# Set task:
Could you rewrite the interview between "Tell me how" and "for some years.", inclusive, putting "economic reforms" in place of "structural reforms"?

Charlie Rose Talks to Lael Brainard

The Treasury Department’s Under Secretary for International Affairs discusses the European crisis and what the U.S. brings to the table
"We have to make sure that the risks emanating from Europe are well-managed" Photograph by B Mathur/Reuters

Tell me how the second bailout for Greece came down. What were the hurdles?
The Greek parliament and political leaders had to sign up for tough structural reforms that are not popular but are going to be necessary to restore Greece to competitiveness. It has been growing far too slowly. And that is something the Greek people are going to be working on for some years.
Are they convinced they can achieve this politically?
The European finance ministers and the IMF have been very engaged with [Prime Minister] Papademos and the political parties to not only put forward a set of reforms but get them passed in parliament ahead of time and remain committed to them. They also reached agreement on a voluntary bond exchange, which will significantly reduce Greece’s private sector debt. I think it was on the basis of a strong set of structural reforms that Europe came together in support of Greece.
Can you have this kind of austerity and still have growth?
European leaders are grappling with the challenges of supporting growth at a time when several of the countries are also trying to get their fiscal deficits down to more sustainable levels. If you look at Europe going into the crisis, what really stands out for most of these countries is the extent of internal imbalances that arose during the years leading up to the crisis. That has changed. The private market’s pulling back. And what is going to be vitally important is for countries like Italy and Greece and others to grow on the basis of more competitive private sectors. Those are the reforms they’re putting into place.
What worries you about it?

# Stored rows:
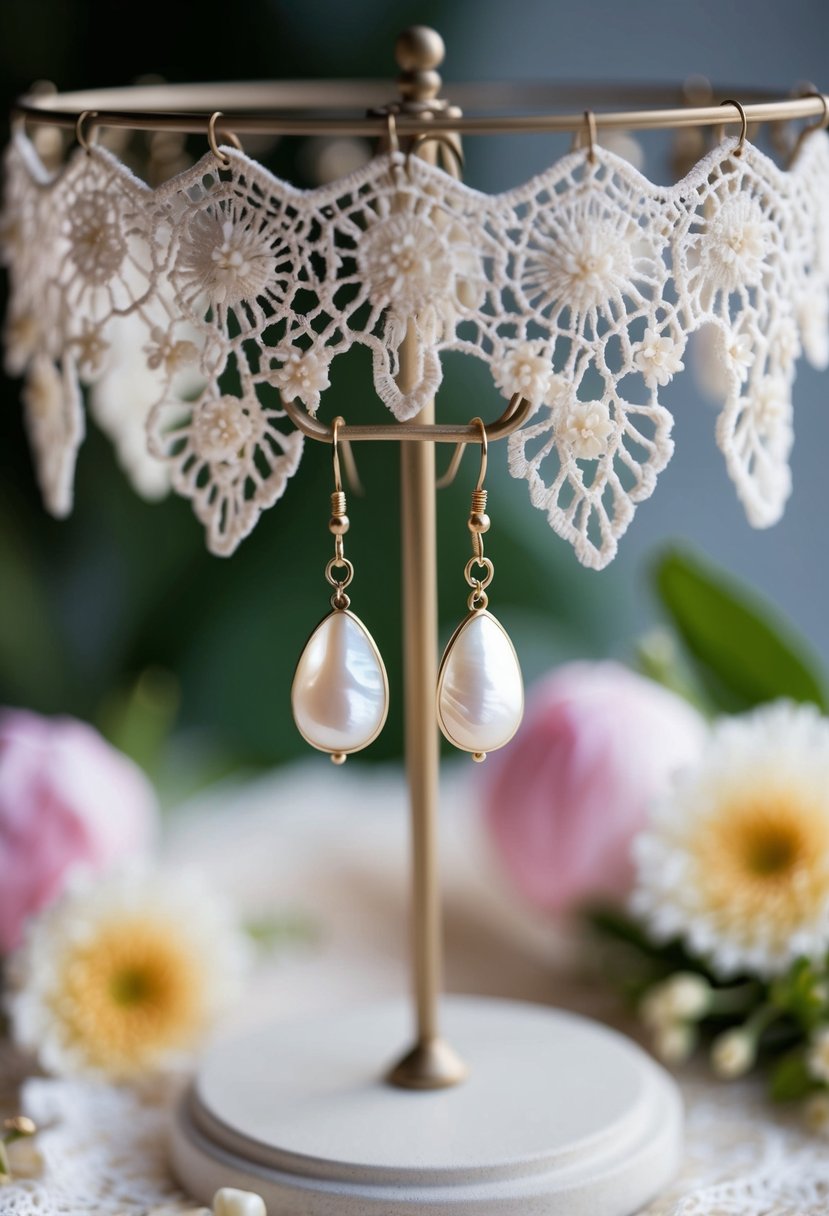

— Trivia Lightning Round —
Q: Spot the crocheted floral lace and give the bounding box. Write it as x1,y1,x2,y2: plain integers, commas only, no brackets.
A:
* * *
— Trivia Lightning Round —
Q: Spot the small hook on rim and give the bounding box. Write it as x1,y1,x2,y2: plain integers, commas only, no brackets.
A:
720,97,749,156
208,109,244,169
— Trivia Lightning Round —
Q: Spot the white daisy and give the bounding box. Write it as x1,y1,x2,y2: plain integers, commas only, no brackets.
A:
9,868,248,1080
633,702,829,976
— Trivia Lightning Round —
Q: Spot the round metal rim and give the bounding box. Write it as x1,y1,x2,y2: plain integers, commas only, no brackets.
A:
--
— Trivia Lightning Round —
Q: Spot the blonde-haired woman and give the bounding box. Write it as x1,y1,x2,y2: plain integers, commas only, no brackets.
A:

# Exercise response:
Tell me how the second bailout for Greece came down. What were the hurdles?
The Greek parliament and political leaders had to sign up for tough economic reforms that are not popular but are going to be necessary to restore Greece to competitiveness. It has been growing far too slowly. And that is something the Greek people are going to be working on for some years.